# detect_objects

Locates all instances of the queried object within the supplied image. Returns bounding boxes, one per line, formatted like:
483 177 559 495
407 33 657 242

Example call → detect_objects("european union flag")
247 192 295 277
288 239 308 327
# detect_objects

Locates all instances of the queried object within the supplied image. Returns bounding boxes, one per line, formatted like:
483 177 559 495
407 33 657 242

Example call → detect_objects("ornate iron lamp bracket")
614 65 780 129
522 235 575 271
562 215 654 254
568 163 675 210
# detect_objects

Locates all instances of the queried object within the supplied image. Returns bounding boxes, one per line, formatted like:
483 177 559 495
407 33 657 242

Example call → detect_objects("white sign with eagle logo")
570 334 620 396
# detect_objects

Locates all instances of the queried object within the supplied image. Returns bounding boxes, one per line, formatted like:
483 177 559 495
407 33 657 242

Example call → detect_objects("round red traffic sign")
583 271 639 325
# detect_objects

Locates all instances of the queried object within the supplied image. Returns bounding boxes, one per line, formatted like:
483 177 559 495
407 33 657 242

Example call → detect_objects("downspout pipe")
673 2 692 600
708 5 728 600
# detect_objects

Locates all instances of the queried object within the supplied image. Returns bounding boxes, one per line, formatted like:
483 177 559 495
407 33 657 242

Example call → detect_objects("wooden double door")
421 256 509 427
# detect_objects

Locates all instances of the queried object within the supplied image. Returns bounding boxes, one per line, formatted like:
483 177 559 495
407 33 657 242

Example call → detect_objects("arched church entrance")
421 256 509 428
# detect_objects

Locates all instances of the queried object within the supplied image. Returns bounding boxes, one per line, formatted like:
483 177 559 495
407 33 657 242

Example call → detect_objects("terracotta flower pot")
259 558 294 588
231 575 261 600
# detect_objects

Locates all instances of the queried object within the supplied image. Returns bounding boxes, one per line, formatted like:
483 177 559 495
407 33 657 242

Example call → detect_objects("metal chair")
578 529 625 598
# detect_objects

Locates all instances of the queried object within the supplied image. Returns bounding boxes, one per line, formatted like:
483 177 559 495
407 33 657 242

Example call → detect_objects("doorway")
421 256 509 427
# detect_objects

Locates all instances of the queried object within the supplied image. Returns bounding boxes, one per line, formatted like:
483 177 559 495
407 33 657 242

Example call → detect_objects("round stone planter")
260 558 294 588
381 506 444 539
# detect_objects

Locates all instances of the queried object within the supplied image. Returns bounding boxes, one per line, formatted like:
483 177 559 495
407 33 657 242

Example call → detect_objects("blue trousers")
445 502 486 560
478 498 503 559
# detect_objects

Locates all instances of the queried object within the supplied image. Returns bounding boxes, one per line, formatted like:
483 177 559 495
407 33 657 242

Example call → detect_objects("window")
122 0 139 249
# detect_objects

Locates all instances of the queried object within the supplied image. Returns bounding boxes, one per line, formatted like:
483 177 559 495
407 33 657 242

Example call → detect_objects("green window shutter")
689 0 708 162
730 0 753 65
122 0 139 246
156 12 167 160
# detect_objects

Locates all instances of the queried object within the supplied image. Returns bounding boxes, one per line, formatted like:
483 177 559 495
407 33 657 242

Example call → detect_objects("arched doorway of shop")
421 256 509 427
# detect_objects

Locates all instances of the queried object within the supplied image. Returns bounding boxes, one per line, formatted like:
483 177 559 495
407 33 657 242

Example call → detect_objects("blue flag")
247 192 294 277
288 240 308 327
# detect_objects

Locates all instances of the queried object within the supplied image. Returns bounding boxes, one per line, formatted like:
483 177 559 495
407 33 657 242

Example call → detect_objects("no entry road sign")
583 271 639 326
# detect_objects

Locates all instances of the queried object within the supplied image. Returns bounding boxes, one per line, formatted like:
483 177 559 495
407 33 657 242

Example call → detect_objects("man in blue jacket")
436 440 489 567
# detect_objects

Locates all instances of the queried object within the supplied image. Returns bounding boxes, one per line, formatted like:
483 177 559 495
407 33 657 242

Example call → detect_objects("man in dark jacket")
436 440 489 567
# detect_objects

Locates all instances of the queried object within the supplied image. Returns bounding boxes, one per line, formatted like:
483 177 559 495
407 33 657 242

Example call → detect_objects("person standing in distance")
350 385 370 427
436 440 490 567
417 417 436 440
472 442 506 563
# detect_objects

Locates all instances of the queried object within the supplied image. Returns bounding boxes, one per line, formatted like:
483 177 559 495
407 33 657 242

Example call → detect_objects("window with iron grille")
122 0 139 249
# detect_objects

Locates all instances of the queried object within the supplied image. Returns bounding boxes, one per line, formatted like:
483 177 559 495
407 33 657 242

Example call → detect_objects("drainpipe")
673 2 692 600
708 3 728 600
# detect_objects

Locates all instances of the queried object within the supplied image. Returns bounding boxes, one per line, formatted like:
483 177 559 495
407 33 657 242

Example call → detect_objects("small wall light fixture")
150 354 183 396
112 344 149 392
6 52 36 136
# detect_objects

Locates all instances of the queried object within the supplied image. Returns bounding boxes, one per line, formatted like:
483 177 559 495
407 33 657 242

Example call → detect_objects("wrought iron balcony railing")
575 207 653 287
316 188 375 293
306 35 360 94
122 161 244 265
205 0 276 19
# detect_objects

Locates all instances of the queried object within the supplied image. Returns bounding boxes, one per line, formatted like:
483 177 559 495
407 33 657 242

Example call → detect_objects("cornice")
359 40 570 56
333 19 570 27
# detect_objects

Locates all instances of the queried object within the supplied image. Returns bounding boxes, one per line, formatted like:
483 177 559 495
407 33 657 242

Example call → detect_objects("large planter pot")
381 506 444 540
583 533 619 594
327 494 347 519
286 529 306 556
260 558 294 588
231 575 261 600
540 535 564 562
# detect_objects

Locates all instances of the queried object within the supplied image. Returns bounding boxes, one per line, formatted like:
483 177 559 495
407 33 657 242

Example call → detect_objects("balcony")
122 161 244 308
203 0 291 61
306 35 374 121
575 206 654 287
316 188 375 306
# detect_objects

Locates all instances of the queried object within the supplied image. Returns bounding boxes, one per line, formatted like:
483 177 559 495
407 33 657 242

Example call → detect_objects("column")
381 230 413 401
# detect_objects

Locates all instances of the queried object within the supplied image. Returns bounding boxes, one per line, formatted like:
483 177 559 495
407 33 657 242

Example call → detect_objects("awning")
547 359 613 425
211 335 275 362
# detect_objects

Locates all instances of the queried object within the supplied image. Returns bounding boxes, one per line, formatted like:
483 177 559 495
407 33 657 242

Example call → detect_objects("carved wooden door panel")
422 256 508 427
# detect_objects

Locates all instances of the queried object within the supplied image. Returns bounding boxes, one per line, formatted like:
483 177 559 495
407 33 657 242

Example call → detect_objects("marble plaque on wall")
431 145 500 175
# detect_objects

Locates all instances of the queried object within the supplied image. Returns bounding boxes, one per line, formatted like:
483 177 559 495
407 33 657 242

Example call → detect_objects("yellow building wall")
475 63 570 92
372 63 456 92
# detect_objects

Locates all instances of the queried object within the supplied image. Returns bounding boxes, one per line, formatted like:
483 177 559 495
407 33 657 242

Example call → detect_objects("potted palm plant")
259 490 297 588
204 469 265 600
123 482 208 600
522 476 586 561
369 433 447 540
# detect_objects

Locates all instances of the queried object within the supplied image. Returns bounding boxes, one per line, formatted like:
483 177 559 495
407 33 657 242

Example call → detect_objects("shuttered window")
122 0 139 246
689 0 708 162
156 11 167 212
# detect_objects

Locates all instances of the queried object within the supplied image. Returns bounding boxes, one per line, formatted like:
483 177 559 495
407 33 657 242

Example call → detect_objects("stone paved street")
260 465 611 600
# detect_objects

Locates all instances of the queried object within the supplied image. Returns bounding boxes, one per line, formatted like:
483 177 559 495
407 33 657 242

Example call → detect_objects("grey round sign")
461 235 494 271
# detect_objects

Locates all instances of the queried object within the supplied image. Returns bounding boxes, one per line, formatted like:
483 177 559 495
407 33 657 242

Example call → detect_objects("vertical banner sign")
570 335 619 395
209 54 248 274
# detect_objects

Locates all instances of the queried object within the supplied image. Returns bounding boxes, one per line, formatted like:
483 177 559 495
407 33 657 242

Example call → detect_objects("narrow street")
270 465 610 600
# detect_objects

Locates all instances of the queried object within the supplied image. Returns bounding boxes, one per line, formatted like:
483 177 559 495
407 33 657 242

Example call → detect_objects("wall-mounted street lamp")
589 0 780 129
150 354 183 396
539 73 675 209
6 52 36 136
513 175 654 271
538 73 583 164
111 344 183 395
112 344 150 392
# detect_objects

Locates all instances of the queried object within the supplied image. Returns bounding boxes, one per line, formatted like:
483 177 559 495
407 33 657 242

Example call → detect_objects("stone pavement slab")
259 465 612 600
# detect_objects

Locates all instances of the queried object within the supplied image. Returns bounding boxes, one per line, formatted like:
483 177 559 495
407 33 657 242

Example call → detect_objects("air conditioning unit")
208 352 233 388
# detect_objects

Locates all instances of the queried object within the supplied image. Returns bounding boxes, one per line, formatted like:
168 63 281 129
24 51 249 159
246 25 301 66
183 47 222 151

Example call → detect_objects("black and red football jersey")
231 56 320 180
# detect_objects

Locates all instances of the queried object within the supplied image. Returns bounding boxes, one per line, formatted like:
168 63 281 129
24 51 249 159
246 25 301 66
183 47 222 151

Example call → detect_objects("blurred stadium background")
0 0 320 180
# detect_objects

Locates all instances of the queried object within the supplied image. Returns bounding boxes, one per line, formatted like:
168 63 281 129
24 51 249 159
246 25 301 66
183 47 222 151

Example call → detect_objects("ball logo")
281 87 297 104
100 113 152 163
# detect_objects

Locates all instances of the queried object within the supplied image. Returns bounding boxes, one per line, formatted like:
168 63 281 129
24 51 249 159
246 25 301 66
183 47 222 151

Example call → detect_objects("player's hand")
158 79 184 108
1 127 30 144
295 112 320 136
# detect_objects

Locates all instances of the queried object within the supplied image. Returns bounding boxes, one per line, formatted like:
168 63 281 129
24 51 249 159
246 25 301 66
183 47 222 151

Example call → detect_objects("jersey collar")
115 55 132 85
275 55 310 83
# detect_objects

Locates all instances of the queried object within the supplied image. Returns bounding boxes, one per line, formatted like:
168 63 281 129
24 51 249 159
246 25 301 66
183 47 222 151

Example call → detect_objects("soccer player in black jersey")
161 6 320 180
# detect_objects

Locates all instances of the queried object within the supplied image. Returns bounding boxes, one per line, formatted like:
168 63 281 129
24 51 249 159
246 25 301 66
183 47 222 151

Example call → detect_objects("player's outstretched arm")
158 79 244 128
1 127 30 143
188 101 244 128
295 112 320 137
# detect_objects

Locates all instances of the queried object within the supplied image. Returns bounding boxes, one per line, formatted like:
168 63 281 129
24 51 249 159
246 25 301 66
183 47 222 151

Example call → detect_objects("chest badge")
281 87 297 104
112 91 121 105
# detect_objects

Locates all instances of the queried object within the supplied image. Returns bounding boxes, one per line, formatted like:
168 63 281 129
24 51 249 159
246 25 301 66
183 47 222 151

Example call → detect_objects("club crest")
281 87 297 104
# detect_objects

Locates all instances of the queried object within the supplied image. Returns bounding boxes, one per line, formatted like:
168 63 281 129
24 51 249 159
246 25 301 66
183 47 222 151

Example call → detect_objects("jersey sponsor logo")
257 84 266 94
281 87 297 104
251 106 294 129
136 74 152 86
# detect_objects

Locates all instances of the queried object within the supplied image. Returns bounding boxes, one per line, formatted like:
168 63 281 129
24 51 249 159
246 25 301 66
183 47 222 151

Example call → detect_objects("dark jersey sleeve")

» **TASK OBJECTIVE**
Which lines of the items above contain the word "wall"? Copy each of those lines in full.

» **SOLUTION TO THE PROBLEM**
Example call → detect_objects("small wall light fixture")
Example call → detect_objects("marble plaque on wall")
Example call → detect_objects("yellow building wall")
Example call → detect_objects("wall-mounted street lamp")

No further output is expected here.